§ **Goal 1**
In the passage on Dream Daddy's critical reception, what did Matt Kamen of Wired UK praise the game for?
§ **Goal 2**
Reproduce the section of the Dream Daddy reception passage that begins at the words "The representation of" and stops after "by Wired UK.".

Critical response to the game was "mixed or average", according to the review aggregator Metacritic. The game's writing was praised by publications, such as Wired UK and PC Gamer. Critics noted that the game does a good job at transitioning from comedic to serious segments, with Simone de Rochefort of Polygon saying "While it's remarkable and perhaps surprising that Dream Daddy capably handles serious plots—especially if all you've seen is the game's marketing—no one should be shocked that it's also damn funny."

The representation of LGBT people in the game was met with generally positive reception. Matt Kamen of Wired UK praised that the game did not use gay stereotypes. Elise Favis of Game Informer said on the game not referencing the characters' identities, "Datable characters don't ever speak of sexual identities, which can feel strange at times, but it is also appropriate; since Dream Daddy is about fulfilling fantasies rather than mirroring reality, I got the sense that this world is removed from those social issues." Hannah Dwan of PC Gamer said the game should have included commentary on the difficulty of queer people finding relationships in society. The game's system of determining what gender identity and sexual orientation the player character has was praised by Wired UK.

§ **Data lines**
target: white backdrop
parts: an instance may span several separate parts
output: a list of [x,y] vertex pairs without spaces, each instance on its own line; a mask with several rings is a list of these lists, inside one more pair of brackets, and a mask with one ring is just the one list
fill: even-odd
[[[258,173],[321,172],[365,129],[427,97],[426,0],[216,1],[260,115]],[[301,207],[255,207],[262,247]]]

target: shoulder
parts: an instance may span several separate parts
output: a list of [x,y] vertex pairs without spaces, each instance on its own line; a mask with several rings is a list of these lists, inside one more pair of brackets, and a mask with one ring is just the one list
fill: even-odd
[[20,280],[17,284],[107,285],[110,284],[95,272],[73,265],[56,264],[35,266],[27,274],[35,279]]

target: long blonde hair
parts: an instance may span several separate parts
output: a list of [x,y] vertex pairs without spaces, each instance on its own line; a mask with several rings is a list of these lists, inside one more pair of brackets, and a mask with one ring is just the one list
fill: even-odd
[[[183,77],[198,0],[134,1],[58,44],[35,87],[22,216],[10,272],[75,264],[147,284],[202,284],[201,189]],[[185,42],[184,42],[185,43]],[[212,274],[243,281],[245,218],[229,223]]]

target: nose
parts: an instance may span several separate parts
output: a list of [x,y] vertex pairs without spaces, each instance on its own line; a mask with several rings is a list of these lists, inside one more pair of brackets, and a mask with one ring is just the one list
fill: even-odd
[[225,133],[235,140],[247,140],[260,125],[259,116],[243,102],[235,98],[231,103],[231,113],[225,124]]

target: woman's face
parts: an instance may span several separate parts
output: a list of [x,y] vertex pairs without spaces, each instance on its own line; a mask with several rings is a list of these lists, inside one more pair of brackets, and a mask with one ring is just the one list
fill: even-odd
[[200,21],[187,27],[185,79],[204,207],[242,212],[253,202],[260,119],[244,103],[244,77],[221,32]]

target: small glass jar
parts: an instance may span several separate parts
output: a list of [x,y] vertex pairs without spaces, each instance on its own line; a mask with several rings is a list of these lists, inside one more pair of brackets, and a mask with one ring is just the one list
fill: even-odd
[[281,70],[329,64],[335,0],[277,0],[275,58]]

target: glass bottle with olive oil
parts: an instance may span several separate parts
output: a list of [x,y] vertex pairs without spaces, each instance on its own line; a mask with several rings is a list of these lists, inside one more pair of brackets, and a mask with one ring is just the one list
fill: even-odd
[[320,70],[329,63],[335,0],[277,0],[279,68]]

§ **Problem solution 1**
He praised the game for not using gay stereotypes.

§ **Problem solution 2**
The representation of LGBT people in the game was met with generally positive reception. Matt Kamen of Wired UK praised that the game did not use gay stereotypes. Elise Favis of Game Informer said on the game not referencing the characters' identities, "Datable characters don't ever speak of sexual identities, which can feel strange at times, but it is also appropriate; since Dream Daddy is about fulfilling fantasies rather than mirroring reality, I got the sense that this world is removed from those social issues." Hannah Dwan of PC Gamer said the game should have included commentary on the difficulty of queer people finding relationships in society. The game's system of determining what gender identity and sexual orientation the player character has was praised by Wired UK.